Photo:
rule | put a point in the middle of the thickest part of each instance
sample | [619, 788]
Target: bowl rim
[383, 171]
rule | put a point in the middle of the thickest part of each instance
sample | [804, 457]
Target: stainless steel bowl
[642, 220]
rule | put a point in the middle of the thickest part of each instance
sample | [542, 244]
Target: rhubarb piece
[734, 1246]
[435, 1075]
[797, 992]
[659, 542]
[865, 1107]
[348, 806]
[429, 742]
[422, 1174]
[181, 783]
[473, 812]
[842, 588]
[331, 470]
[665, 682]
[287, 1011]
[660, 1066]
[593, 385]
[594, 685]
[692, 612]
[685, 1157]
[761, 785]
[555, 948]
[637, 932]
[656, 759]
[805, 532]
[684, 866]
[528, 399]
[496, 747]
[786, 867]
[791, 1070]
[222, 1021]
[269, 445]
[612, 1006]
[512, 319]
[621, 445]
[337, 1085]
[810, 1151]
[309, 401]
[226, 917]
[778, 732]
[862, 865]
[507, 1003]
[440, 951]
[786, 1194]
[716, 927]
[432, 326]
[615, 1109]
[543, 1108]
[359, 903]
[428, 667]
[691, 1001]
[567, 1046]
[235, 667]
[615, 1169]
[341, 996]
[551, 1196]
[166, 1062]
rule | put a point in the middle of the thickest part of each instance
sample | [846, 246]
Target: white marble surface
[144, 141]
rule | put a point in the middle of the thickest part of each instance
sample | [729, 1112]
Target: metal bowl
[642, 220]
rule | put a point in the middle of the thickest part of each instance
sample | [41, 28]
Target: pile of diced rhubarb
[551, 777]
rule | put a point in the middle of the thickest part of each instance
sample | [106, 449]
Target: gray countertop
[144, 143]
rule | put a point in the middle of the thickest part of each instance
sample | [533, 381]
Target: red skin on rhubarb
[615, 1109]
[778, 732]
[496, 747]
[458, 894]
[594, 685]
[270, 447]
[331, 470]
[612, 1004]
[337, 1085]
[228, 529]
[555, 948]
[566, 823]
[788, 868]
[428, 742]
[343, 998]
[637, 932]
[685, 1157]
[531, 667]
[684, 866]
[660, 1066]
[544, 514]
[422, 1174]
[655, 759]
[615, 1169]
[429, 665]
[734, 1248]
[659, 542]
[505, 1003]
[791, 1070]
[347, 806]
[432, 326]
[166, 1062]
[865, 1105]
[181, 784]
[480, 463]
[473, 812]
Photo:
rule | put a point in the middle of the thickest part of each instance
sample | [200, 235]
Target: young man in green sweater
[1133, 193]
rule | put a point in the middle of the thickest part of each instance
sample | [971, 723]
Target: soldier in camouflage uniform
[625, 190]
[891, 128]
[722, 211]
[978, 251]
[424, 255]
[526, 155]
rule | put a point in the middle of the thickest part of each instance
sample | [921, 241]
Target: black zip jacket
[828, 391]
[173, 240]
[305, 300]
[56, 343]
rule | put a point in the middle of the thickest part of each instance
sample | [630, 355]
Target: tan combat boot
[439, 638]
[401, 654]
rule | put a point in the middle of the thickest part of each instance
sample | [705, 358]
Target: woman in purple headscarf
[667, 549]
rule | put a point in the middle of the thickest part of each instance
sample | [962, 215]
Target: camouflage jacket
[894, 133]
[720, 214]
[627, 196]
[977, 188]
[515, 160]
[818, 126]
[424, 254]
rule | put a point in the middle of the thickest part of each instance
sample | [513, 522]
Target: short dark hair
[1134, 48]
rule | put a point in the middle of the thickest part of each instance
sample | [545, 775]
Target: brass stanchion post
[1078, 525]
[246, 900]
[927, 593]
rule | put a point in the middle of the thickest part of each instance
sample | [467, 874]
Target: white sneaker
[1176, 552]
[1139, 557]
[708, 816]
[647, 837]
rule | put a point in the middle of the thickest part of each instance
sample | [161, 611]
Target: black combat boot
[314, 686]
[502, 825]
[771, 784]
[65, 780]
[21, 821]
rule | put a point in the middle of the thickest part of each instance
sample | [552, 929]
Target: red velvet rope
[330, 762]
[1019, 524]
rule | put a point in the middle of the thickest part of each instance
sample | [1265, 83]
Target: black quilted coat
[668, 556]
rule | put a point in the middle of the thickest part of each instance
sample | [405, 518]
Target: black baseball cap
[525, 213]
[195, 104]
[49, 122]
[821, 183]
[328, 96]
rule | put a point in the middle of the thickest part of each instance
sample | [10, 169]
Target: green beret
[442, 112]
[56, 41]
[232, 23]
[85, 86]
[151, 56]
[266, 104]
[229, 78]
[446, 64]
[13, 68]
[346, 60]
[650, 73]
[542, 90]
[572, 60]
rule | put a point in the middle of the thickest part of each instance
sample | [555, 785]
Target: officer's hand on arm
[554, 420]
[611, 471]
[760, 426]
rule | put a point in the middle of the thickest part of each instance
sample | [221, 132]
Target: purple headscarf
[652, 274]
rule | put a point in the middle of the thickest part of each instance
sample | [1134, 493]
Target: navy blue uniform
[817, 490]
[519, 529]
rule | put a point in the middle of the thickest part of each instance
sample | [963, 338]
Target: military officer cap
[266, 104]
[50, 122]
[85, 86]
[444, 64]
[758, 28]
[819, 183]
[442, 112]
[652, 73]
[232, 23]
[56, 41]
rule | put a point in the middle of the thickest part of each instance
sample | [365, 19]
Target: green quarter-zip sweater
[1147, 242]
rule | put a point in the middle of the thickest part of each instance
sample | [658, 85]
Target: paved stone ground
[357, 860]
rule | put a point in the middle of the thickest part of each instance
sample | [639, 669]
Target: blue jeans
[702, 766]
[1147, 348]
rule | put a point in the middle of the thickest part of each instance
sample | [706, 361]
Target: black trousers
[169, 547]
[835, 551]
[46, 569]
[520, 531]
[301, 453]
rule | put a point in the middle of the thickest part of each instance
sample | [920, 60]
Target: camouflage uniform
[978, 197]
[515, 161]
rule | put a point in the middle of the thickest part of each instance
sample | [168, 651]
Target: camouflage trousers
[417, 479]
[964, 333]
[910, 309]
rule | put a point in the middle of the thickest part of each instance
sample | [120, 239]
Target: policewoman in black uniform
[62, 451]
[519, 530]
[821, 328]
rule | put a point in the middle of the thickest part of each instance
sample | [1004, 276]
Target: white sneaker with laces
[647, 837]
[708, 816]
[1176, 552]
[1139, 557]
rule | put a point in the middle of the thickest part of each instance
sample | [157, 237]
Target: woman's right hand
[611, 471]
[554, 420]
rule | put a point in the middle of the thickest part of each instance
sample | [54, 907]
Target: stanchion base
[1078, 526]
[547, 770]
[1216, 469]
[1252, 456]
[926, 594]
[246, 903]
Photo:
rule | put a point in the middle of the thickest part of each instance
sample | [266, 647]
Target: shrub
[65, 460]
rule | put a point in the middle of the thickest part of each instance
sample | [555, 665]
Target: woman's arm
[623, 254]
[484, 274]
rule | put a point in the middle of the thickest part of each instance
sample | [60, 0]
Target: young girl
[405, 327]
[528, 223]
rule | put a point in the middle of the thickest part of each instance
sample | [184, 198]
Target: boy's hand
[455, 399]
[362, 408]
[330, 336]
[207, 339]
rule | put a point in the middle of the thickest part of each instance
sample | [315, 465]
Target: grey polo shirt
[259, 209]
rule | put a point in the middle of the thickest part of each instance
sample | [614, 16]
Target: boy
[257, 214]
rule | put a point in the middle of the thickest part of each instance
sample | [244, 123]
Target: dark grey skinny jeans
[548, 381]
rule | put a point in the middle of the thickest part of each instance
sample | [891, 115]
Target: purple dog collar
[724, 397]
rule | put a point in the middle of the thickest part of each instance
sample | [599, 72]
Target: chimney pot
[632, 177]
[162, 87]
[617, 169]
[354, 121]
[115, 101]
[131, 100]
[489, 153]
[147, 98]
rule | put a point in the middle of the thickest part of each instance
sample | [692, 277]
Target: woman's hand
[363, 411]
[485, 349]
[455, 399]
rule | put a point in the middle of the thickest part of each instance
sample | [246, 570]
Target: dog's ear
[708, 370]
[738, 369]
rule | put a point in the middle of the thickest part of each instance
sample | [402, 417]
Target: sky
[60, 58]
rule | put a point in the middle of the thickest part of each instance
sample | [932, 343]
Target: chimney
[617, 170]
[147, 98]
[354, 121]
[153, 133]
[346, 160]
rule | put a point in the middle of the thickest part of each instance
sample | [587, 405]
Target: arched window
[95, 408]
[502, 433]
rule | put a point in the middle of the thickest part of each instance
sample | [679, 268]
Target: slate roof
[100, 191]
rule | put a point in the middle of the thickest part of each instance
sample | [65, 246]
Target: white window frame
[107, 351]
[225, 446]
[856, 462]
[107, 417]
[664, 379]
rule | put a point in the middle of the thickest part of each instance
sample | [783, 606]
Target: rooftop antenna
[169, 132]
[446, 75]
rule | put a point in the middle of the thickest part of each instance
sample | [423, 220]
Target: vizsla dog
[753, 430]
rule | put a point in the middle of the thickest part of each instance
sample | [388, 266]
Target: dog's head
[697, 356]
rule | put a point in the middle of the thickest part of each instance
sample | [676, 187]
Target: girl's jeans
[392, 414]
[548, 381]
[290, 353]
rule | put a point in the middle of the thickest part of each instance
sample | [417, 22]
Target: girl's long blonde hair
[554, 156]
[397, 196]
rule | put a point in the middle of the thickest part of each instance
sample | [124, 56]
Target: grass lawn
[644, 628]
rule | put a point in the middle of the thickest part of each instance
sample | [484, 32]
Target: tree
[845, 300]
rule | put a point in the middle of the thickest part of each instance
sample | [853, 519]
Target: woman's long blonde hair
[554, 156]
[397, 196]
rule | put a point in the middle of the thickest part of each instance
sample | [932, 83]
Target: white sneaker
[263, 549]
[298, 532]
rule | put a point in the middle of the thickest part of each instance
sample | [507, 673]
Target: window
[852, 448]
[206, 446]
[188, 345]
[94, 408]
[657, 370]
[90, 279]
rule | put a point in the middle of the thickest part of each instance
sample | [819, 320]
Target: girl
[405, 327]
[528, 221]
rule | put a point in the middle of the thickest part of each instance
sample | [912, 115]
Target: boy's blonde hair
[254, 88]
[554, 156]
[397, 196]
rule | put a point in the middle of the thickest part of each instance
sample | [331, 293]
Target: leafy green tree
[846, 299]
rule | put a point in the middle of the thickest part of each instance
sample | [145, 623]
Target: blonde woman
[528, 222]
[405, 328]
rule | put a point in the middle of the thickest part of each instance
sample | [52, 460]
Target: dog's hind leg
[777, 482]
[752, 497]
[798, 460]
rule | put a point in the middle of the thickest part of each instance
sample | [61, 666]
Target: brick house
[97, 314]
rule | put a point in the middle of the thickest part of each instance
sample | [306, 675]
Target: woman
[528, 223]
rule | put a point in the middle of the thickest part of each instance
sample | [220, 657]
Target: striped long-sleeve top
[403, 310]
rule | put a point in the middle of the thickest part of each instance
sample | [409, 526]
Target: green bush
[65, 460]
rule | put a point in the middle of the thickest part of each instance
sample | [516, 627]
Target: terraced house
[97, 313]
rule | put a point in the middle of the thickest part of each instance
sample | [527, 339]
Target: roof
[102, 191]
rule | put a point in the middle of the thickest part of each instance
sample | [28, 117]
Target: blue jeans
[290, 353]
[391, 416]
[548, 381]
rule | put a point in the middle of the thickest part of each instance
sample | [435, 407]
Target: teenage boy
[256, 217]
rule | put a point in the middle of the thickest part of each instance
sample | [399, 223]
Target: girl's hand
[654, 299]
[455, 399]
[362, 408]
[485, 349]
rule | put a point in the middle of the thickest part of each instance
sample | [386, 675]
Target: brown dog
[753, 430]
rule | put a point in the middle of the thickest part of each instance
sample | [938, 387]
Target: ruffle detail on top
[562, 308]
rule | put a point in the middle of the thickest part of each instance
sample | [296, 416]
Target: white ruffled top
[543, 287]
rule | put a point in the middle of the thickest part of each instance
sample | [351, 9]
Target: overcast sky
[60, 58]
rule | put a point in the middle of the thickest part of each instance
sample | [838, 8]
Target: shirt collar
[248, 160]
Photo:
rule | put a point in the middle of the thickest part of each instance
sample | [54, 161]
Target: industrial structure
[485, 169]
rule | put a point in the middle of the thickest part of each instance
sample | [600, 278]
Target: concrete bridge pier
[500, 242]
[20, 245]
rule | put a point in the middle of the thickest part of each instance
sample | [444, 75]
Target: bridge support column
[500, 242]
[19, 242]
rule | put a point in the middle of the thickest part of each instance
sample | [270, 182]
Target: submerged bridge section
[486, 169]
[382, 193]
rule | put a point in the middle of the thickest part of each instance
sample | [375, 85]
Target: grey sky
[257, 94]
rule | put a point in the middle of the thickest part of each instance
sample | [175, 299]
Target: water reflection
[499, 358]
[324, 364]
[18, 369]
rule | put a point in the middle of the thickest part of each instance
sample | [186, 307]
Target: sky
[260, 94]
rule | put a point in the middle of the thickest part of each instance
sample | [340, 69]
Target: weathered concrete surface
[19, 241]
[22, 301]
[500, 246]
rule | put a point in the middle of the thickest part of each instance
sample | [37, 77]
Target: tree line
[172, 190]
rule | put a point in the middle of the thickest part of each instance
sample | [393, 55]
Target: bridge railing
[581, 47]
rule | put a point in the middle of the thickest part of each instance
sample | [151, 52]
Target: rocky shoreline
********************
SHORT EXERCISE: Which lines in the material above contain the string "rhubarb"? Report each one in full.

SOLUTION TO THIS PROBLEM:
Target: rhubarb piece
Target: pile of diced rhubarb
Target: red skin on rhubarb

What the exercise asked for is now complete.